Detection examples
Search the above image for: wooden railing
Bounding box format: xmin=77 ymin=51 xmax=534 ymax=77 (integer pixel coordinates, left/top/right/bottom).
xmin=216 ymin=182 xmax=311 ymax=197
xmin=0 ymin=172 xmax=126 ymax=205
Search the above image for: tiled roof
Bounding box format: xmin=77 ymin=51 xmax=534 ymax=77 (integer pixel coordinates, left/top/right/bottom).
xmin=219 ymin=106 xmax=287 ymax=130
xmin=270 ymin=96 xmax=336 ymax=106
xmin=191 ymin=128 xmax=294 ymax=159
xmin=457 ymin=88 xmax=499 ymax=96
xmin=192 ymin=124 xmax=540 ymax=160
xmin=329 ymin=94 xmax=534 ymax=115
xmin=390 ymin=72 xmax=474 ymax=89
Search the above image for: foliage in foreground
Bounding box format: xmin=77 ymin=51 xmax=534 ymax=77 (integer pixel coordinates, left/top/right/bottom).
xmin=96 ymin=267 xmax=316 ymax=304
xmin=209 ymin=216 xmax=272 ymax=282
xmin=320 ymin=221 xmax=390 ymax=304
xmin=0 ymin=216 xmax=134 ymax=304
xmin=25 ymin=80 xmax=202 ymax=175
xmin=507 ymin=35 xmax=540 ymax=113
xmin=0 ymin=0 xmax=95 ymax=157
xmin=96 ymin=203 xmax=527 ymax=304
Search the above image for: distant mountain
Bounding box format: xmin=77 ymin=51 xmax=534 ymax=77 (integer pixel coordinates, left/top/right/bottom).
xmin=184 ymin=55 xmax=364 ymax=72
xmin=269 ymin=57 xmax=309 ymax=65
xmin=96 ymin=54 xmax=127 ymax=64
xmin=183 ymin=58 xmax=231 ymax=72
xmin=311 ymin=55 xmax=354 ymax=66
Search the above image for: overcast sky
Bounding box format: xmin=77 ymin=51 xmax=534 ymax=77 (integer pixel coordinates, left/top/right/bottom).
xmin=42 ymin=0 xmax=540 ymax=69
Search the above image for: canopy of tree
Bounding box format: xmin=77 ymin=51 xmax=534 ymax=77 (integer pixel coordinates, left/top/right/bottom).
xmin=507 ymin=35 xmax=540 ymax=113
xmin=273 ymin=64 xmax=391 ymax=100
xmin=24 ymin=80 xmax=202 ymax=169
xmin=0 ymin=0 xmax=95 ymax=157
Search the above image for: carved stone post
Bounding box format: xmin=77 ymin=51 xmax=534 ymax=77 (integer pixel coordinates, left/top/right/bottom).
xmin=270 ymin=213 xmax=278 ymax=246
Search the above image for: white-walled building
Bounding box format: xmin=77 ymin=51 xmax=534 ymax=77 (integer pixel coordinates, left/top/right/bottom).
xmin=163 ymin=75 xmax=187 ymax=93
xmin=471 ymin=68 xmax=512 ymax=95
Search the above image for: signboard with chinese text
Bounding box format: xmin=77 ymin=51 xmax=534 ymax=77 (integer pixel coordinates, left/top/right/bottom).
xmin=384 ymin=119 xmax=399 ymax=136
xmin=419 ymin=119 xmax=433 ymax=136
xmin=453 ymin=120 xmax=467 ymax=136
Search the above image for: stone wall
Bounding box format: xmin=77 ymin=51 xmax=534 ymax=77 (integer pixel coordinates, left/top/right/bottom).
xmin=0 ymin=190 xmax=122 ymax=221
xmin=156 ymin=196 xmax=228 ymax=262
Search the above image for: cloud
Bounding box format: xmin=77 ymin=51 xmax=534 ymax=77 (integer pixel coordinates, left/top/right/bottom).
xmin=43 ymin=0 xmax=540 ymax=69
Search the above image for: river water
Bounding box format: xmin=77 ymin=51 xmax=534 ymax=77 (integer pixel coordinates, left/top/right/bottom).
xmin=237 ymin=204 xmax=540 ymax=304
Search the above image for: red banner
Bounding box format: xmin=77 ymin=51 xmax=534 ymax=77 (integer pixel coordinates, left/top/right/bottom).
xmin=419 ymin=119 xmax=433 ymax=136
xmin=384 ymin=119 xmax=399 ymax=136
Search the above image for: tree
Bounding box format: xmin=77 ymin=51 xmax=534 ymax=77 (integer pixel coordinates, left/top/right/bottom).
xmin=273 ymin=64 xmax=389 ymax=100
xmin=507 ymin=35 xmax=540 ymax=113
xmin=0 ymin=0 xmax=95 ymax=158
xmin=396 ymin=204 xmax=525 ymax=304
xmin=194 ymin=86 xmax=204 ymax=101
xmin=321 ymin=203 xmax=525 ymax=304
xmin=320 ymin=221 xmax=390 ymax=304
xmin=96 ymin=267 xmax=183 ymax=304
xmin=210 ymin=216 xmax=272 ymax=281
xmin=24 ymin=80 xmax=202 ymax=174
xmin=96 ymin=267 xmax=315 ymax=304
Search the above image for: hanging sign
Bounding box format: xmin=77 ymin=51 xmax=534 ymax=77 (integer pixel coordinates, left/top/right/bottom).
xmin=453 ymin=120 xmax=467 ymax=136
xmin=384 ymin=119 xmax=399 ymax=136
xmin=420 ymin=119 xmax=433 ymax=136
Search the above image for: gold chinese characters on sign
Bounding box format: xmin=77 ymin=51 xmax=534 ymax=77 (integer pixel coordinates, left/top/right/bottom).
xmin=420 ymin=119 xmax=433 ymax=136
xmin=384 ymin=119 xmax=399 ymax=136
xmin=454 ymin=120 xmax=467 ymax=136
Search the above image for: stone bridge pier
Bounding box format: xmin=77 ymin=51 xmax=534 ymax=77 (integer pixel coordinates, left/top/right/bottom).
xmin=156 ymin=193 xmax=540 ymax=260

■ Your task
Find every line in the listing above that contains the string "stone", and copy each of those lines in full.

■ Task answer
Search the above image for: carved stone post
Search the above image for: stone wall
Search the above image for: stone bridge pier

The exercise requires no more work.